Bank Stocks Hammered: Italian Uncertainty Losers

NEW YORK ( TheStreet) -- Morgan Stanley ( MS) was the loser among the largest U.S. banks on Monday, with shares sliding 7% to close at $22.03.

The Dow Jones Industrial Average and S&P 500 ( SPX.X) Index saw 2% declines, while the NASDAQ Composite was down over 1%, as investors worried that the uncertain outcome of elections in Italy could lead to a coalition government and a possible reversal of the country's previous austerity measures.

The KBW Bank Index ( I:BKX) was down 3% to close at 53.02, with all 24 index components showing declines.

Shares of Bank of America ( BAC) declined 4% to close at $11.03. Citigroup ( C) was also down 4%, closing at 41.15.

In the only major U.S. economic release on Monday, the Federal Reserve Bank of Texas said that "Texas factory activity expanded in February, the Texas production index declined to 6.2 from 12.9 in January, suggesting "growth continued but at a slower pace."

The Dallas Fed said "other measures of current manufacturing activity also indicated slower growth in February. The new orders index was positive for the second month in a row, although it fell from 12.2 to 2.8."

Morgan Stanley


Shares of Morgan Stanley have returned 15% this year, following a 28% return during 2012. The shares trade for 0.8 times their reported Dec. 31 tangible book value of $26.81, and for 8.7 times the consensus 2014 earnings estimate of $2.53, among analysts polled by Thomson Reuters. The consensus 2013 EPS estimate is $2.10.

The renewed uncertainty in the market on Monday underlines investors' concern over Morgan Stanley's risk to "peripheral" European countries, including Greece, Ireland, Italy, Spain, and Portugal. This exposure totaled $6.3 billion as of Dec. 31, with Italy representing $3.2 billion in credit risk.

The company saw a sharp improvement during 2012, with earnings from continuing operations (excluding debit valuation adjustments) of $3.055 billion, or $1.59 a share, compared to a net loss of $136 million, or eight cents a share, in 2011. Adjusted net revenue rose to $30.514 billion in 2012 from $28.555 billion in 2011. The 2011 bottom line was lowered by several "strategic actions," including the conversion of preferred shares in Mitsubishi UFJ Financial Group to common shares, and a settlement with MBIA ( MBIA). Each of these items cost the firm $1.7 billion.

- [Data segment]
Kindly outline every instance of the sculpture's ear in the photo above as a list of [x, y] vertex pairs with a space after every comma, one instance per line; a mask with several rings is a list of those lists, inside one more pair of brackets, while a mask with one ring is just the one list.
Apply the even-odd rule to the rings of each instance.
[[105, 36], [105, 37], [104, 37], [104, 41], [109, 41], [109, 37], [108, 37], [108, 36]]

- [Work to complete]
(a) Which countries does the bank stocks article name as "peripheral" European countries? List every one.
(b) Pick up the bank stocks article after its final sentence and keep writing it.

- [Answers given]
(a) Greece, Ireland, Italy, Spain, Portugal

(b)
Morgan Stanley said in its earnings release in January that the company had already met its goal to reduce fixed-income risk-weighted assets to $280 billion from $390 billion at the end of the third quarter of 2011, and was on track to reduce RWA to $255 billion by the end of 2013. Morgan Stanley projects that RWA will decline to less than $200 billion by the end of 2014, setting up an increased return of capital to investors.

The company also said it would accelerate its purchase of the remaining stake in its brokerage joint venture with Citigroup ( C), to take full ownership of the unit by the end of 2013. Morgan Stanley said that having full ownership of the brokerage will enable "greater order flow capture," increase deposit funding and lower expenses by eliminating the joint venture agreements.

Wells Fargo analyst Mathew Burnell rates Morgan Stanley "market weight," with a valuation range of $21.50 to $23.50, estimating the company will earn $2.00 a share this year, with EPS increasing to $2.30 in 2014.

The analyst in a report on Jan. 18 called Morgan Stanley's strategic plan "a clear path to improved returns," but said that "hard work remains."

CEO James Gorman said during the company's earnings conference call in January that Morgan Stanley's various initiatives and "returning excess capital" could push the company's return on tangible equity to 12%. But according to Burnell, the company's target return will "only meet its cost of capital, suggesting valuation near tangible book value in more than a year."

Morgan Stanley's fourth-quarter results also suggested that "revenue improvement is needed as much as capital efficiency to improve returns in the business," Burnell wrote.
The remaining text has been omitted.